**** Excerpt to read

Gaps between your teeth can cause gum disease such as periodontitis and gingivitis. 

The reason why people with gapped or missing teeth are more likely to develop gum disease is that food particles tend to get stuck in the gaps where they develop bacteria causing inflamed gums and ultimately gum disease. 

Heart disease

Heart disease is hands-down the most severe risk of having excess gaps between your teeth. 

If an oral health problem, such as gum disease caused by tartar and bacteria built up in the gaps between teeth is not dealt with effectively and immediately, it can quickly escalate into much more serious problems. 

An infection in your mouth can get into your bloodstream, which then carries the infection to your major organs including your heart.

Chewing problems

On a lighter note, there are plenty of milder risks of having gapped teeth. These include jaw pain, bad breath, misaligned bite and bleeding gums. While none of these issues pose a serious threat to your health, they are nevertheless very good reasons for you to seek treatment.

Treatment options for gap teeth

Now that you are thoroughly clued in on the causes of risks of having gapped teeth, you are no doubt wondering what the best treatment options are if you want your gapped teeth moved closer together.

Dental bonding

Dental bonding is a technique where the dentist applies a composite tooth colored resin to the sides of small teeth in order to bulk them up and fill the gaps between them. The color of the resin ensures that the final result will blend beautifully with your other teeth and overall smile.

********
**** The data

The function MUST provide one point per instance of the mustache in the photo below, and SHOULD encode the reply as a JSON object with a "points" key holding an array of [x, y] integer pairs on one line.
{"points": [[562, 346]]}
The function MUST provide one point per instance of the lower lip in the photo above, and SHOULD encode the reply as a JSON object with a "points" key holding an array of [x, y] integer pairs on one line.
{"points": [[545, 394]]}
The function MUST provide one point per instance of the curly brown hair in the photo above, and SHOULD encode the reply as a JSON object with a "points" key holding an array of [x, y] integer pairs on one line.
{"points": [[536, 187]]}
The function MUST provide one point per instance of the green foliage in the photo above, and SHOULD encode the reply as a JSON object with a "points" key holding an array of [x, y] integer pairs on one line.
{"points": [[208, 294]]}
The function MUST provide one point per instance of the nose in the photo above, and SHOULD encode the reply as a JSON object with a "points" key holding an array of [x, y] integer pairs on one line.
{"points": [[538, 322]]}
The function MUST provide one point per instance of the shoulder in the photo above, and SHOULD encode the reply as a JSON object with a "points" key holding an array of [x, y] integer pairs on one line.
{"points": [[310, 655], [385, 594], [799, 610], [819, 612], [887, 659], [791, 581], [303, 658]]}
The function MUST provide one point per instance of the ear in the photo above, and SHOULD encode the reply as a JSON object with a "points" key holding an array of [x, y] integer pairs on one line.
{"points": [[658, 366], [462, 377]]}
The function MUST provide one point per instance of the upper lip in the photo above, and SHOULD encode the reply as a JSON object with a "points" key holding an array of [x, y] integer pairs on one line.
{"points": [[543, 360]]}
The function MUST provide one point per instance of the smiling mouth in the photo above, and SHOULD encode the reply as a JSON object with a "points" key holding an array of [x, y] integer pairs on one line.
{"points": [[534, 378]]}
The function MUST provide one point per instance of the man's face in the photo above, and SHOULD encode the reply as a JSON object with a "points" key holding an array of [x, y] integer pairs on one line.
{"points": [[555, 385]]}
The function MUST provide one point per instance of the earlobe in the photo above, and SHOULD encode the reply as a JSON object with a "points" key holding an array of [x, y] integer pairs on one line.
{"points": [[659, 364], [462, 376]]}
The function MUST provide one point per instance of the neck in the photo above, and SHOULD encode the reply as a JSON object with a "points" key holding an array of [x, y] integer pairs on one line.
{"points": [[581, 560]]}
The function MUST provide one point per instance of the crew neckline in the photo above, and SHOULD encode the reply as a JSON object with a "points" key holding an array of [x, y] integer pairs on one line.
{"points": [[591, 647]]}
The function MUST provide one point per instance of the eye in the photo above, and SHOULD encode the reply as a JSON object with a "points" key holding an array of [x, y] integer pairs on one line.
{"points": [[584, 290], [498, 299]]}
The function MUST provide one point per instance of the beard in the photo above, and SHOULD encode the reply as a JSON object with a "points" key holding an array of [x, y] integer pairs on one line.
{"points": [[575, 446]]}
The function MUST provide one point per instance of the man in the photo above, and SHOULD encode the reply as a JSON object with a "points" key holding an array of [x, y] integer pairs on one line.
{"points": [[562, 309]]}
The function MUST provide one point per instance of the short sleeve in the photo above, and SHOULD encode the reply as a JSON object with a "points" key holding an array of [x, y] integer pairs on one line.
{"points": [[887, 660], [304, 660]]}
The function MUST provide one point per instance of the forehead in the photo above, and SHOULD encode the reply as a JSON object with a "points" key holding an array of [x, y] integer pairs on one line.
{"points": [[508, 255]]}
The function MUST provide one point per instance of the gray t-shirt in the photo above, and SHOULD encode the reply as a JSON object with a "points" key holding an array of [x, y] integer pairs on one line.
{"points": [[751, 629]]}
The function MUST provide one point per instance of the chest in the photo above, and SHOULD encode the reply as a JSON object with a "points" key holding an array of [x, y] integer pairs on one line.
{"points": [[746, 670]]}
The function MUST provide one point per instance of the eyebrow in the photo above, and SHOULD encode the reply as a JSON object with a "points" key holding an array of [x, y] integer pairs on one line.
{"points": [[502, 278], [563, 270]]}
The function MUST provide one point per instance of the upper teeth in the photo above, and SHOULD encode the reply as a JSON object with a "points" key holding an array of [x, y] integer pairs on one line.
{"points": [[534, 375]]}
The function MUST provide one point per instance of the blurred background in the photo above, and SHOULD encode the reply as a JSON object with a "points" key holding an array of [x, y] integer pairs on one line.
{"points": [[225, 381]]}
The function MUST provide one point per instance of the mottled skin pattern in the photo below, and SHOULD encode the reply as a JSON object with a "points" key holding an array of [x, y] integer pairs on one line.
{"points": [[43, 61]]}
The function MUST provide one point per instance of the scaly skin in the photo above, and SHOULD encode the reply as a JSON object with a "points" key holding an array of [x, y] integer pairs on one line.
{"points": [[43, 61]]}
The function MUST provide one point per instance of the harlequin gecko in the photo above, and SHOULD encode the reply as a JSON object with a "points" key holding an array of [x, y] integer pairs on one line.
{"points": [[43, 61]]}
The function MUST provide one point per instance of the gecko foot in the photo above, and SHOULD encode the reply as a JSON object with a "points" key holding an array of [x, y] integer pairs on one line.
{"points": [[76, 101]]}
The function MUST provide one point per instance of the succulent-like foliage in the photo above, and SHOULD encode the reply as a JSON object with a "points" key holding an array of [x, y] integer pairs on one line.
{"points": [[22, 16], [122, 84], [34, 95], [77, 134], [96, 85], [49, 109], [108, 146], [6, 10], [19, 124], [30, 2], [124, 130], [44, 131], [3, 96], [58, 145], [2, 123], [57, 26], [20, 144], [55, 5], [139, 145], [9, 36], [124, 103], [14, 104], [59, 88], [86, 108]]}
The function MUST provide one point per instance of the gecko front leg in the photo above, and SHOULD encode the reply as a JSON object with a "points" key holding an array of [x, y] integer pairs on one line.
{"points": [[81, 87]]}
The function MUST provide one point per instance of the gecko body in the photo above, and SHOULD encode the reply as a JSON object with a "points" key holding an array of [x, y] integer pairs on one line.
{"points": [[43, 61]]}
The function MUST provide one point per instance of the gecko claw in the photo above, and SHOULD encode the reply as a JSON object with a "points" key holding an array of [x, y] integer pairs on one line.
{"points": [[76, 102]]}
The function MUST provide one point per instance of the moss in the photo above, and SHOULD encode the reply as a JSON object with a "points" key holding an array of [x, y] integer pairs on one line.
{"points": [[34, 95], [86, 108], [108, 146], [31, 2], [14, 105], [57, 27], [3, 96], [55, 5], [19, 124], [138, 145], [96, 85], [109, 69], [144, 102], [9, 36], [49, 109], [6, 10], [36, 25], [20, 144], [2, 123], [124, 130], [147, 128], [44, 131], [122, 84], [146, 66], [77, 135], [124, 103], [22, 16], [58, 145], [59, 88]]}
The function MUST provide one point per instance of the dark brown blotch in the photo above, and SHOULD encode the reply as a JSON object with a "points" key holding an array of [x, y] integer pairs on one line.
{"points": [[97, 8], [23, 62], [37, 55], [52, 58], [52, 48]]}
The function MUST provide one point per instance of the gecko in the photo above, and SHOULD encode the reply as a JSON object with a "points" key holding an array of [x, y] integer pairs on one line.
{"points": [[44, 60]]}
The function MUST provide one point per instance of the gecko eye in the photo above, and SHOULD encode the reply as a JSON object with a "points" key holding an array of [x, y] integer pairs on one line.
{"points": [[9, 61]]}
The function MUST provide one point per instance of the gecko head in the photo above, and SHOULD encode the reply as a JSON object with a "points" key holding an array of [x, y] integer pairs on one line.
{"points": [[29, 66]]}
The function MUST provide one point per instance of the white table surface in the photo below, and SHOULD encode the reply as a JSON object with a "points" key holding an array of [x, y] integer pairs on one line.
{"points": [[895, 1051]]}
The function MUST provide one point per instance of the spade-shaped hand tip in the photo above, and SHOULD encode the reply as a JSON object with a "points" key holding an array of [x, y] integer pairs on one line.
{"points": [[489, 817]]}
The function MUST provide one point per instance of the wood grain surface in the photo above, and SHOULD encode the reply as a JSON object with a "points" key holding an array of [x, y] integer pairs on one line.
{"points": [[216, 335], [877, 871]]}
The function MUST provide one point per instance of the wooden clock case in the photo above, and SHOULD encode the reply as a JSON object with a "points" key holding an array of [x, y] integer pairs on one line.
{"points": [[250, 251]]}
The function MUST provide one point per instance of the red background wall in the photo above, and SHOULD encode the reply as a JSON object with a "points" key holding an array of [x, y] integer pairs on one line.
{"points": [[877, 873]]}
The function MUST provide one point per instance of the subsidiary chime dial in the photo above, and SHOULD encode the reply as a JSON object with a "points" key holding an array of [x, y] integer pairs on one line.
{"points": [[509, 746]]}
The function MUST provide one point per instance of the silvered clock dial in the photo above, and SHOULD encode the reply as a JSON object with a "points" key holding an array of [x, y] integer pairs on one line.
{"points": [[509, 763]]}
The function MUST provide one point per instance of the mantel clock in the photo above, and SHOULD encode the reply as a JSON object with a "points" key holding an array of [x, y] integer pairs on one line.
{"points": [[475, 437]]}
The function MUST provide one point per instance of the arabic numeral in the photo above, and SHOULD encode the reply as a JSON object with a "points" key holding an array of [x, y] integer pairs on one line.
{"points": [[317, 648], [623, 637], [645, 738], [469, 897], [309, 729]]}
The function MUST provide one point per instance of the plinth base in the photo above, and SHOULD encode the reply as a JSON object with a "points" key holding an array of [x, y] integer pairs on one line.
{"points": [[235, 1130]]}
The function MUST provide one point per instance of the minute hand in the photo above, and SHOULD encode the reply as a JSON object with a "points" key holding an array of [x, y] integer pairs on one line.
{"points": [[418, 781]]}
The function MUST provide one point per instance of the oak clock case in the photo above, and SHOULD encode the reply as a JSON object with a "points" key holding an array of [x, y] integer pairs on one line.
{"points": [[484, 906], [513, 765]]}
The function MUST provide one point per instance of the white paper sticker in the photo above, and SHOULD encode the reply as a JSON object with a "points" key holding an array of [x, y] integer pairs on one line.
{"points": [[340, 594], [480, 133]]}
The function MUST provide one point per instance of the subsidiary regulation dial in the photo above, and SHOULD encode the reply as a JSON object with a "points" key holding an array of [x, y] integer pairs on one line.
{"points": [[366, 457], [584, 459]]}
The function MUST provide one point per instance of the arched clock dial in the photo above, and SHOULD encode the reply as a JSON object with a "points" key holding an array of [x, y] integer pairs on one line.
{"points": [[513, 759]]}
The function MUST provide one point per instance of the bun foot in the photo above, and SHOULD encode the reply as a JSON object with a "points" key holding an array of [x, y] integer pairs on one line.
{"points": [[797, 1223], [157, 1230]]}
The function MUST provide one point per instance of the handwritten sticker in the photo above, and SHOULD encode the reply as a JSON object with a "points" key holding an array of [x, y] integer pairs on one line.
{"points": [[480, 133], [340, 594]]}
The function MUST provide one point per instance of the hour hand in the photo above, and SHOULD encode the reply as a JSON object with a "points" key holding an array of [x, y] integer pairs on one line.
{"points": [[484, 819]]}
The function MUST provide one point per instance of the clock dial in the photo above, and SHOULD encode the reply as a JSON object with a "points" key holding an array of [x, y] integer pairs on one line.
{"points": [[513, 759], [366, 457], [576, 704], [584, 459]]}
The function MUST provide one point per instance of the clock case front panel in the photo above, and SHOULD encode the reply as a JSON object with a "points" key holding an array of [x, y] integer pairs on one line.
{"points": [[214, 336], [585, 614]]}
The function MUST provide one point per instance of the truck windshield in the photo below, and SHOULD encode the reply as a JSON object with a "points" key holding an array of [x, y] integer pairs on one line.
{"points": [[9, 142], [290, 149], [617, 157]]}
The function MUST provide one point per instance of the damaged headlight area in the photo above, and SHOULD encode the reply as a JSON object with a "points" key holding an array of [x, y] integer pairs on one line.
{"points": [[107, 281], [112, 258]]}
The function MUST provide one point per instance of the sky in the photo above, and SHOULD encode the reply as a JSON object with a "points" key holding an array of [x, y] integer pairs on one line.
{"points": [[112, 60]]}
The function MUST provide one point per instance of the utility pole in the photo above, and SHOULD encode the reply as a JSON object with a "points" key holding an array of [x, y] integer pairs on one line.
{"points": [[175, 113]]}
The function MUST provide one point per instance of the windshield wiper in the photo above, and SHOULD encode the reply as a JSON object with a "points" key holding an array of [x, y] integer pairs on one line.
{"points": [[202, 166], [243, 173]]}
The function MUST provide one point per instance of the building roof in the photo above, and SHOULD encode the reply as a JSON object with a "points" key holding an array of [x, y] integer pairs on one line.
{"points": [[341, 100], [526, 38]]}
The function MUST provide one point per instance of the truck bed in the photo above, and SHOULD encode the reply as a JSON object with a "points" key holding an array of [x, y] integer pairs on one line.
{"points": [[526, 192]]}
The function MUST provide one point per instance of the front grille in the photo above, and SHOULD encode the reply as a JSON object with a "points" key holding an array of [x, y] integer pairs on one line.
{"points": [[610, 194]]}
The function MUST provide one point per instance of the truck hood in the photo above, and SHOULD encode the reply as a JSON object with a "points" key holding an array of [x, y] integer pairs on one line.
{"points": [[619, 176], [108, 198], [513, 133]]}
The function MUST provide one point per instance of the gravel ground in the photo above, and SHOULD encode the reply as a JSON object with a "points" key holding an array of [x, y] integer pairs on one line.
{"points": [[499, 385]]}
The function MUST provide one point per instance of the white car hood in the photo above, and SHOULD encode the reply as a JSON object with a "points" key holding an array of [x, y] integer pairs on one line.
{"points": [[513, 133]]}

********

— Work order 1 —
Repeat the passage about gaps between teeth word for word, everything from "Treatment options for" down to "moved closer together.".
— Work order 2 —
According to the passage about gaps between teeth, why are people with gapped or missing teeth more likely to develop gum disease? Answer in one to three sentences.
— Work order 3 —
Carry the passage about gaps between teeth forward with the next part, picking up after its last sentence.

— Written reply 1 —
Treatment options for gap teeth

Now that you are thoroughly clued in on the causes of risks of having gapped teeth, you are no doubt wondering what the best treatment options are if you want your gapped teeth moved closer together.

— Written reply 2 —
Food particles tend to get stuck in the gaps between teeth. There they develop bacteria, which cause inflamed gums and ultimately gum disease.

— Written reply 3 —
Dental bridges, dental crowns, dental implants

Dental bridges, crowns and implants are all effective ways to fill gaps and achieve the effect of having extra teeth in the mouth. 

Porcelain veneers

Porcelain veneers are a great treatment option if your issue is a small gap between the two upper front teeth. 

Veneers are thin, shell like pieces of porcelain that are bonded to the front of the teeth in order to make them slightly wider and stronger.

Orthodontic treatment

If yours is a more severe case of gap teeth, orthodontic treatment may be necessary in order to correct your bite and reposition your teeth.


Braces are the oldest form of orthodontic treatment and have been in use for over a hundred years. Of course, the braces we have today are much lighter and less bulky than braces were just ten or twenty, not to mention a hundred years ago.

Braces put pressure on teeth in order to slowly shift them not a more straight formation. Straightening your teeth and closing the gaps between your teeth using traditional metal braces can take anywhere from five months to a few years, depending on severity.


Invisalign treatment offers an effective and affordable way to close gaps between teeth, and to get your teeth straightened at the same time.

Invisalign clear aligners work very similarly to braces, by putting gentle but firm and constant pressure on your teeth in order to shift their positions. Invisalign treatment is usually faster than orthodontic treatment with braces, and can yield the same fantastic results.

If you are interested in getting your teeth straightened with Invisalign clear aligners, we recommend heading on over to the Invisalign website and learning more about the treatment and to find an Invisalign trained orthodontist or dentist near you today.


If you are fortunate enough to have a small gap between your two front teeth, there is no reason for you to seek treatment for your gapped teeth. In fact, a small gap between your teeth can be a charming aesthetic quirk.

However, if you have multiple gaps between your teeth, or perhaps one large gap where a tooth is missing, there are many hard-hitting reasons for you to seek treatment sooner rather than later. Moving your teeth closer together can do much to improve your smile, your confidence and your overall health. 

Fortunately, there is no shortage of accessible treatment options if you are dealing with gapped teeth. Dental bridges, bonding, crowns or implants can all help bring your teeth closer together, or even add more teeth to your mouth where they may be missing.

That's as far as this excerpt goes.